— Goal of the exercise —
Go through the records underneath and write each one out again exactly.

— Extracted records —

"""

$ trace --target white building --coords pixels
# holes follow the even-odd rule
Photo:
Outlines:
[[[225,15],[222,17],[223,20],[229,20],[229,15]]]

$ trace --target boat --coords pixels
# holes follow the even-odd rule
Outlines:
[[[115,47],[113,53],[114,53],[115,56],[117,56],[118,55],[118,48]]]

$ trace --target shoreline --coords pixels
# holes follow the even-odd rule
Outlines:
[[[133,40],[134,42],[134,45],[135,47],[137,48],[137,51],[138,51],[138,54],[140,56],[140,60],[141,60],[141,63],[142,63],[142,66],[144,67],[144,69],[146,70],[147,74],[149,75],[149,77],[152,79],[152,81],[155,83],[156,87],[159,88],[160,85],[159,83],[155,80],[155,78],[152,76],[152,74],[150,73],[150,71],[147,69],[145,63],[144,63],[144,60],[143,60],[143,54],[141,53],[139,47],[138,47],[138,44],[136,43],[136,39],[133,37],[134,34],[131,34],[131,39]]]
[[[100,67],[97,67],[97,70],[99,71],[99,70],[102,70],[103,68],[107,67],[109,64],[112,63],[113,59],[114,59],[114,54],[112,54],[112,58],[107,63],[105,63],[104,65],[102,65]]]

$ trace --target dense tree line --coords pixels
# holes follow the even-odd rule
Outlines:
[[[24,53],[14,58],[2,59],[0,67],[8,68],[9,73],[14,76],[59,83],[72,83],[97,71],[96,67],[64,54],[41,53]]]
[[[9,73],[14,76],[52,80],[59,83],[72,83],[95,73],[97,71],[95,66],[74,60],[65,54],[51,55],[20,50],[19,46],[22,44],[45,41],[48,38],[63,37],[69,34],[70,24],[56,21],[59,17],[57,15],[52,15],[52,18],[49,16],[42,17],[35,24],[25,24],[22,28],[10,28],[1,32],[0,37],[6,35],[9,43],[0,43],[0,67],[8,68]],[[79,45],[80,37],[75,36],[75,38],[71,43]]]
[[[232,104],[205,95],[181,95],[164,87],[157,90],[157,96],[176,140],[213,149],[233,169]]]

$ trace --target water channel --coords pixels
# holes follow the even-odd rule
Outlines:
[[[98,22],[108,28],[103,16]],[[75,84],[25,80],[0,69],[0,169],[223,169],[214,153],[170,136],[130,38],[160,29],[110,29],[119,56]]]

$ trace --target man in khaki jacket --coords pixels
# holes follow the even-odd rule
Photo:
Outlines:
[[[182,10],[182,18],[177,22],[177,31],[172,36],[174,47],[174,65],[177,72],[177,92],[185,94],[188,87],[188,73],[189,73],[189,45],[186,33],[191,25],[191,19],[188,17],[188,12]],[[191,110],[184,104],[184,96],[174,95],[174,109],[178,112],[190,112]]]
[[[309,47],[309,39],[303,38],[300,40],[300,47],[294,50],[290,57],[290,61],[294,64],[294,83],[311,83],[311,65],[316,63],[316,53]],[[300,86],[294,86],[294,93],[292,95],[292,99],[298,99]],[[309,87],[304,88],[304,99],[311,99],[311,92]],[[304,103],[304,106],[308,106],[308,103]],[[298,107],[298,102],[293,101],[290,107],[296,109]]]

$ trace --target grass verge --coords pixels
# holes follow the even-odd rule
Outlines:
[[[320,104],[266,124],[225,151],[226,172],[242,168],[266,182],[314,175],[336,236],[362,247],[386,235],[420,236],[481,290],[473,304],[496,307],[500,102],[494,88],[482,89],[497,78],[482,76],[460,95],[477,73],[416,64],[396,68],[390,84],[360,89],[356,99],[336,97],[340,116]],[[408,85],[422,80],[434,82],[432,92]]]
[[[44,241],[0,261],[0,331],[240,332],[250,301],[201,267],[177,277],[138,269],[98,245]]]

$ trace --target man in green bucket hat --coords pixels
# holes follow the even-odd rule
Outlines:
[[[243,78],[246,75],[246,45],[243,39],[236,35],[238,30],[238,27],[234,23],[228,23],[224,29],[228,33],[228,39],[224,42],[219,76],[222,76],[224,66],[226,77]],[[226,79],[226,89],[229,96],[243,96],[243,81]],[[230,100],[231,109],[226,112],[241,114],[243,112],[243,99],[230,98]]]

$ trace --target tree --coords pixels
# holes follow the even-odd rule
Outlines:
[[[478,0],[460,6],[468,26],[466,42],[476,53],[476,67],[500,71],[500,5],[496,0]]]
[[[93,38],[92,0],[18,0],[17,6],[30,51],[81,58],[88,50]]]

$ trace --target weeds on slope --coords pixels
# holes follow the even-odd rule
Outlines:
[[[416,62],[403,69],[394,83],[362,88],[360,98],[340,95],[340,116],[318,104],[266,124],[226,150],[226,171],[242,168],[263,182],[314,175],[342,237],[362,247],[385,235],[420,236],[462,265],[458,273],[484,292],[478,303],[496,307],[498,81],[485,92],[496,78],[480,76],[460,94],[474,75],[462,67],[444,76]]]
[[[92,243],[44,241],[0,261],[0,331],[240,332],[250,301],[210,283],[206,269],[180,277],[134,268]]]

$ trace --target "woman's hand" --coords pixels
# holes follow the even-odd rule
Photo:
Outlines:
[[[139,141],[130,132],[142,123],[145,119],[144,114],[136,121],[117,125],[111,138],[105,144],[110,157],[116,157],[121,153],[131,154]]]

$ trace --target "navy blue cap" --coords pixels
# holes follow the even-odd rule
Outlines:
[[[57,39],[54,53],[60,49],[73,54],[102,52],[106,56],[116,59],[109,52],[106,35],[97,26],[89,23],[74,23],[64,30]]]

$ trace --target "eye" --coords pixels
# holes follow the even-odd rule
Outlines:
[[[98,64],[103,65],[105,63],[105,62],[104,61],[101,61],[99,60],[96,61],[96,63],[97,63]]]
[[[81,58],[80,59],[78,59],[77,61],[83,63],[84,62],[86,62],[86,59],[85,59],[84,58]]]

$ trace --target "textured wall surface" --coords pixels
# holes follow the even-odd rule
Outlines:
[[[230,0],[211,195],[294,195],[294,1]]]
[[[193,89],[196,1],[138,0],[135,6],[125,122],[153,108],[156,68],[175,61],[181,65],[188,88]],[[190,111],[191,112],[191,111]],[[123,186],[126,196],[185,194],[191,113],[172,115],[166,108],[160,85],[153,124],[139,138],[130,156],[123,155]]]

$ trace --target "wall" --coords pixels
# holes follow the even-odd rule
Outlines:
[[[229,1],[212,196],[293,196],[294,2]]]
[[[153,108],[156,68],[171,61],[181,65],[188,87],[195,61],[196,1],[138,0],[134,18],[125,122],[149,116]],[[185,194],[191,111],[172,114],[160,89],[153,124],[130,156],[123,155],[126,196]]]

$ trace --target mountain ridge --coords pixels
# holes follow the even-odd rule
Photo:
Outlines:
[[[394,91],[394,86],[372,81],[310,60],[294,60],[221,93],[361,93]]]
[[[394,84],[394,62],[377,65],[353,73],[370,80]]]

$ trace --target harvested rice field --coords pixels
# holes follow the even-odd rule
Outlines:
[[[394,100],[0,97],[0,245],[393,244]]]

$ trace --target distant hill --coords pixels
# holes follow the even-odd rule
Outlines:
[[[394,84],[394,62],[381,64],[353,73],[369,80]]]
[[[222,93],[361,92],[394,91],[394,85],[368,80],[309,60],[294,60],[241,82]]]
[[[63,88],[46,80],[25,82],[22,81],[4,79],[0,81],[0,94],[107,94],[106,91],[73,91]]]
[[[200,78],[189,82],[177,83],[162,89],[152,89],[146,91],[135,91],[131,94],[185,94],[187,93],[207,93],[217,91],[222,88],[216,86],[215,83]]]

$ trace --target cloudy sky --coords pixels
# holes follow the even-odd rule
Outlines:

"""

— Response to this exercise —
$ trace --target white building --coords pixels
# holes follow the even-odd rule
Photo:
Outlines:
[[[225,15],[222,17],[223,20],[229,20],[229,15]]]

$ trace --target boat --coords pixels
# holes follow the even-odd rule
Outlines:
[[[115,47],[113,53],[114,53],[115,56],[117,56],[118,55],[118,48]]]

$ trace --target shoreline --coords pixels
# holes follow the even-odd rule
Outlines:
[[[133,40],[134,42],[134,45],[135,47],[137,48],[137,51],[138,51],[138,54],[140,56],[140,60],[141,60],[141,63],[142,63],[142,66],[144,67],[144,69],[146,70],[147,74],[149,75],[149,77],[152,79],[152,81],[155,83],[156,87],[159,88],[160,85],[159,83],[155,80],[155,78],[152,76],[152,74],[150,73],[150,71],[147,69],[145,63],[144,63],[144,60],[143,60],[143,54],[141,53],[139,47],[138,47],[138,44],[136,43],[136,39],[133,37],[134,34],[131,34],[131,39]]]
[[[100,67],[97,67],[97,70],[99,71],[99,70],[102,70],[103,68],[107,67],[109,64],[112,63],[113,59],[114,59],[114,54],[112,54],[112,58],[107,63],[105,63],[104,65],[102,65]]]

$ trace --target dense tree line --coords pixels
# holes follow the even-odd rule
Outlines:
[[[24,53],[14,58],[2,59],[0,67],[8,68],[9,73],[14,76],[59,83],[72,83],[97,71],[96,67],[64,54],[41,53]]]
[[[9,73],[14,76],[52,80],[59,83],[72,83],[95,73],[97,71],[95,66],[74,60],[65,54],[51,55],[20,50],[19,46],[22,44],[45,41],[48,38],[63,37],[69,34],[70,24],[56,21],[59,17],[57,15],[52,15],[52,18],[49,16],[42,17],[35,24],[25,24],[22,28],[10,28],[1,32],[0,37],[6,35],[9,43],[0,43],[0,67],[8,68]],[[79,45],[80,37],[75,36],[75,38],[71,43]]]
[[[232,104],[205,95],[181,95],[164,87],[157,90],[157,96],[176,140],[213,149],[233,169]]]

$ trace --target water channel --coords pixels
# holes follow the even-odd rule
Outlines:
[[[98,22],[108,28],[103,16]],[[75,84],[25,80],[0,69],[0,169],[223,169],[214,153],[170,136],[130,38],[160,29],[110,29],[119,56]]]

$ trace --target man in khaki jacket --coords pixels
# holes follow the even-odd rule
Photo:
Outlines:
[[[182,10],[182,18],[177,22],[177,31],[172,36],[174,47],[174,65],[177,72],[177,92],[185,94],[188,87],[188,73],[189,73],[189,45],[186,33],[191,25],[191,19],[188,17],[188,12]],[[191,110],[184,104],[184,96],[174,95],[174,109],[178,112],[190,112]]]
[[[309,47],[309,39],[303,38],[300,40],[300,47],[294,50],[290,57],[290,61],[294,64],[294,83],[311,83],[311,65],[316,63],[316,53]],[[300,86],[294,86],[294,93],[292,95],[292,99],[298,99]],[[309,87],[304,88],[304,99],[311,99],[311,92]],[[304,103],[304,106],[308,106],[308,103]],[[298,107],[298,102],[293,101],[290,107],[296,109]]]

$ trace --target grass verge --coords pixels
# holes follow the even-odd rule
Outlines:
[[[320,104],[266,124],[225,151],[226,172],[242,168],[266,182],[314,175],[336,236],[362,247],[386,235],[420,236],[481,290],[473,304],[496,307],[500,102],[494,88],[482,89],[497,78],[482,76],[460,95],[477,73],[416,64],[396,68],[390,84],[360,89],[356,99],[336,97],[340,116]],[[408,85],[422,80],[434,82],[432,92]]]
[[[44,241],[0,261],[0,331],[240,332],[250,301],[201,267],[177,277],[138,269],[98,245]]]

$ trace --target man in green bucket hat --coords pixels
# holes follow the even-odd rule
Outlines:
[[[243,78],[246,75],[246,45],[243,39],[236,35],[238,30],[238,27],[234,23],[228,23],[224,29],[228,33],[228,39],[224,42],[219,76],[222,76],[224,66],[226,77]],[[226,79],[226,89],[229,96],[243,96],[243,81]],[[230,100],[231,109],[226,112],[241,114],[243,112],[243,99],[230,98]]]

$ trace --target tree --coords pixels
# holes follow the even-odd rule
Outlines:
[[[478,0],[460,6],[468,26],[466,42],[476,53],[476,67],[500,71],[500,5],[496,0]]]
[[[93,38],[92,0],[18,0],[17,6],[30,51],[81,58],[88,50]]]

$ trace --target weeds on slope --coords pixels
# holes follow the even-odd rule
Outlines:
[[[416,62],[403,69],[394,83],[362,88],[360,98],[340,95],[340,116],[318,104],[266,124],[226,150],[226,171],[242,168],[263,182],[314,175],[342,237],[362,247],[385,235],[420,236],[462,265],[458,273],[484,292],[478,303],[496,307],[498,81],[485,92],[496,78],[480,76],[460,94],[474,75],[462,67],[444,76]]]
[[[92,243],[44,241],[0,261],[0,331],[240,332],[250,301],[210,283],[206,269],[180,277],[134,268]]]

$ trace --target "woman's hand" --coords pixels
# holes follow the even-odd rule
Photo:
Outlines:
[[[139,141],[130,132],[142,123],[145,119],[144,114],[136,121],[117,125],[111,138],[105,144],[110,157],[116,157],[121,153],[131,154]]]

$ trace --target "navy blue cap" --coords pixels
# holes follow the even-odd rule
Outlines:
[[[57,39],[54,53],[60,49],[73,54],[102,52],[106,56],[116,59],[109,52],[106,35],[97,26],[89,23],[74,23],[64,30]]]

$ trace --target "eye" --coords pixels
# holes follow the even-odd rule
Outlines:
[[[98,64],[103,65],[105,63],[105,62],[104,61],[101,61],[99,60],[96,61],[96,63],[97,63]]]
[[[81,58],[80,59],[78,59],[77,61],[83,63],[84,62],[86,62],[86,59],[85,59],[84,58]]]

$ trace --target "textured wall surface" --coords pixels
# holes follow the even-odd rule
Outlines:
[[[230,0],[211,195],[294,195],[294,1]]]
[[[193,89],[196,1],[138,0],[135,6],[125,122],[153,108],[156,68],[175,61],[181,65],[188,88]],[[190,111],[191,112],[191,111]],[[123,186],[126,196],[185,194],[191,113],[172,115],[166,108],[160,85],[153,124],[139,138],[130,156],[123,155]]]

$ trace --target "wall" --coords pixels
# holes follow the even-odd rule
Outlines:
[[[229,1],[212,196],[293,196],[294,2]]]
[[[153,108],[156,68],[171,61],[181,65],[188,87],[195,61],[196,1],[138,0],[134,18],[125,122],[149,116]],[[185,194],[191,111],[172,114],[160,89],[153,124],[130,156],[123,155],[126,196]]]

$ trace --target mountain ridge --coords pixels
# holes follow the even-odd rule
Photo:
Outlines:
[[[394,91],[394,86],[372,81],[310,60],[294,60],[221,93],[361,93]]]
[[[394,84],[394,62],[377,65],[353,73],[370,80]]]

$ trace --target harvested rice field --coords pixels
# holes follow the even-odd rule
Outlines:
[[[394,100],[0,97],[0,245],[393,244]]]

$ trace --target distant hill --coords pixels
# holes follow the even-odd rule
Outlines:
[[[394,84],[394,62],[381,64],[353,73],[369,80]]]
[[[222,93],[361,92],[394,91],[394,85],[368,80],[309,60],[294,60],[241,82]]]
[[[63,88],[46,80],[25,82],[22,81],[4,79],[0,81],[0,94],[107,94],[106,91],[73,91]]]
[[[200,78],[189,82],[177,83],[162,89],[152,89],[146,91],[135,91],[131,94],[185,94],[187,93],[207,93],[217,91],[222,88],[216,86],[215,83]]]

$ trace --target cloudy sky --coords pixels
# holes follow the even-odd rule
Outlines:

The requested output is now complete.